学習テキスト >>
日本テレビ系水曜夜10時『mother』…
全編暗い表情で瞬時として笑顔を見せないが
なかなかの好演を見せる松雪泰子以上に
名演し怪童ぶりを発揮する子役の芦田愛菜が
見ものである。

Photo

このドラマ、ほとんどの出演者が
小声でささやくようなセリフ回しなのだが、
大声を上げて演技をするのは、松雪の育ての母親役、
高畑淳子ただ一人…(苦笑)
それはさておき、このドラマを見ていると、あらためて
児童虐待に対する取り組みのむずかしさを
考えさせられてしまう。
『揺さぶられっ子』症候群とは奇異な訳であるが、
キリスト教の影響か、欧米では自分の子供の躾として
殴ったり、叩いたりすることが忌避される(鞭打ちはよい?)ため、
子供への叱責の方法として両肩を持って強く身体を
揺さぶるという手段が取られがちである。
頸部の筋肉の発達が未熟な乳幼児ではこの行為によって
頭部が強く前後に揺さぶられることとなり、
脳組織や眼球に衝撃が加わり
急性硬膜下血腫、脳挫傷、びまん性脳損傷あるいは眼底出血が
引き起こされる。

記録データ >>
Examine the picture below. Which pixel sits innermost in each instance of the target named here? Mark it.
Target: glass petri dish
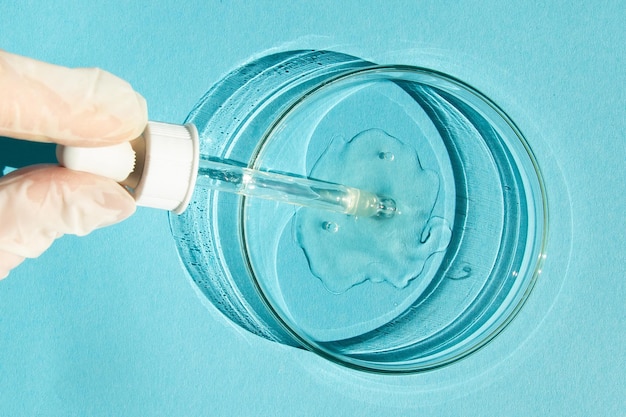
(469, 247)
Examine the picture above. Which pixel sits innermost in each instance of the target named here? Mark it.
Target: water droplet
(386, 156)
(331, 227)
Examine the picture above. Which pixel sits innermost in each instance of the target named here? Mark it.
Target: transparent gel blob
(342, 250)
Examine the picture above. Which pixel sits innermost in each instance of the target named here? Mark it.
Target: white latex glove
(80, 107)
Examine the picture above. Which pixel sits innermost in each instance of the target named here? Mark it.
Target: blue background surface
(109, 324)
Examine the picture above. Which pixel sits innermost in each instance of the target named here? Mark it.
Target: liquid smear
(342, 250)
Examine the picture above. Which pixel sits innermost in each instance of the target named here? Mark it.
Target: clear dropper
(291, 189)
(163, 166)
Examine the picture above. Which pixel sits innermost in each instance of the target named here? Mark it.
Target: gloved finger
(41, 203)
(79, 107)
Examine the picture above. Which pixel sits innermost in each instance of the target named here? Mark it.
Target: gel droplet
(394, 249)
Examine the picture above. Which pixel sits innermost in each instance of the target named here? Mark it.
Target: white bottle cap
(115, 162)
(167, 164)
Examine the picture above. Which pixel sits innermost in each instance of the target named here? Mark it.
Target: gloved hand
(80, 107)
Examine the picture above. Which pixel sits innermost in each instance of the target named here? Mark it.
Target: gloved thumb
(41, 203)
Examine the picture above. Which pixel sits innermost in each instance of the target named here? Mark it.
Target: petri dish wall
(414, 292)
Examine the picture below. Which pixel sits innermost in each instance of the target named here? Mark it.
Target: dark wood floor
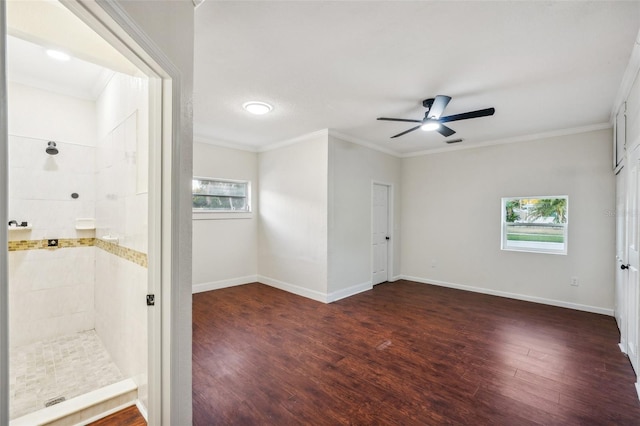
(128, 417)
(404, 354)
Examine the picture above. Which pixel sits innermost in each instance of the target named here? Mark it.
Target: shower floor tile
(66, 366)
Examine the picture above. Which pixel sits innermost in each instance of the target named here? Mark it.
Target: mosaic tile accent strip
(65, 366)
(21, 245)
(126, 253)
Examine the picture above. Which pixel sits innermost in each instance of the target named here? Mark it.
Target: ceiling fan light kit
(433, 117)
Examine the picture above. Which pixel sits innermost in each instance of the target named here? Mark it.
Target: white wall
(45, 115)
(292, 236)
(122, 212)
(225, 246)
(170, 26)
(451, 219)
(352, 171)
(50, 291)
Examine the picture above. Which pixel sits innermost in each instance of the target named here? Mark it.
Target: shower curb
(90, 406)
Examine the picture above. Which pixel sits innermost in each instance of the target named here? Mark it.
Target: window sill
(221, 215)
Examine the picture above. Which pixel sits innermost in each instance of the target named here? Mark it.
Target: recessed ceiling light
(57, 54)
(257, 108)
(430, 125)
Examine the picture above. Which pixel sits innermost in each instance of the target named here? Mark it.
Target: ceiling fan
(433, 119)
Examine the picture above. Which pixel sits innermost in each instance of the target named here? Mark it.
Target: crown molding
(199, 138)
(364, 143)
(515, 139)
(628, 79)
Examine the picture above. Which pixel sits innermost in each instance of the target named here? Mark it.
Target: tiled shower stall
(78, 263)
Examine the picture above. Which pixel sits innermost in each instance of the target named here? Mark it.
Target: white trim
(293, 141)
(201, 138)
(169, 375)
(515, 139)
(292, 288)
(349, 291)
(628, 78)
(143, 410)
(364, 143)
(217, 285)
(524, 297)
(4, 197)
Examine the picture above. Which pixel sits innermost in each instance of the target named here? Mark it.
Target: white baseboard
(216, 285)
(349, 291)
(559, 303)
(292, 288)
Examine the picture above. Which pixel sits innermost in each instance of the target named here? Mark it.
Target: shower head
(51, 148)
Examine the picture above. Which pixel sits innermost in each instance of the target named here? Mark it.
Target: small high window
(220, 195)
(535, 224)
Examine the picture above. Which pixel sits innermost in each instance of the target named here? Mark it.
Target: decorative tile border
(126, 253)
(20, 245)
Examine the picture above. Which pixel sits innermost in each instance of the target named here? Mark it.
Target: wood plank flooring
(404, 354)
(128, 417)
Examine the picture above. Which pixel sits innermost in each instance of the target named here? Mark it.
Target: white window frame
(207, 214)
(532, 247)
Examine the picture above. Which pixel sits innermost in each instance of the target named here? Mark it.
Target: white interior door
(621, 257)
(633, 253)
(380, 237)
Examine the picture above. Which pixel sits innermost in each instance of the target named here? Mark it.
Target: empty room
(415, 213)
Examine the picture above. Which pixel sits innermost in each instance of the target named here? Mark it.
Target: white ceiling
(35, 26)
(29, 64)
(546, 66)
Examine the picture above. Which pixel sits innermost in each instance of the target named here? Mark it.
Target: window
(535, 224)
(220, 195)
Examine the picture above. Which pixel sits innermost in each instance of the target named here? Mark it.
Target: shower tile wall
(51, 291)
(94, 289)
(122, 212)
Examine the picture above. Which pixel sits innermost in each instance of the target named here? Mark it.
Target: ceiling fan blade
(406, 131)
(438, 106)
(399, 119)
(445, 131)
(466, 115)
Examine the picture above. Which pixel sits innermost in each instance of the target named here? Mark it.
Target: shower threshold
(85, 408)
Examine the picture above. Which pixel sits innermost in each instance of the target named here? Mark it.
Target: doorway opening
(84, 235)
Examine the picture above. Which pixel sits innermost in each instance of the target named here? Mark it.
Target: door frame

課題 1 >> 学習テキストの「日本テレビ系水曜夜10時『mother』…」から「高畑淳子ただ一人…(苦笑)」までを両端を含めて書き写し、「ドラマ」を「番組」に入れ替えよ。
課題 2 >> 学習テキストによると、このドラマで大声を上げて演技をするのは誰か。
学習テキストだけを手がかりにすること。

解答 1 >>
日本テレビ系水曜夜10時『mother』…
全編暗い表情で瞬時として笑顔を見せないが
なかなかの好演を見せる松雪泰子以上に
名演し怪童ぶりを発揮する子役の芦田愛菜が
見ものである。

Photo

この番組、ほとんどの出演者が
小声でささやくようなセリフ回しなのだが、
大声を上げて演技をするのは、松雪の育ての母親役、
高畑淳子ただ一人…(苦笑)

解答 2 >> 松雪の育ての母親役の高畑淳子ただ一人。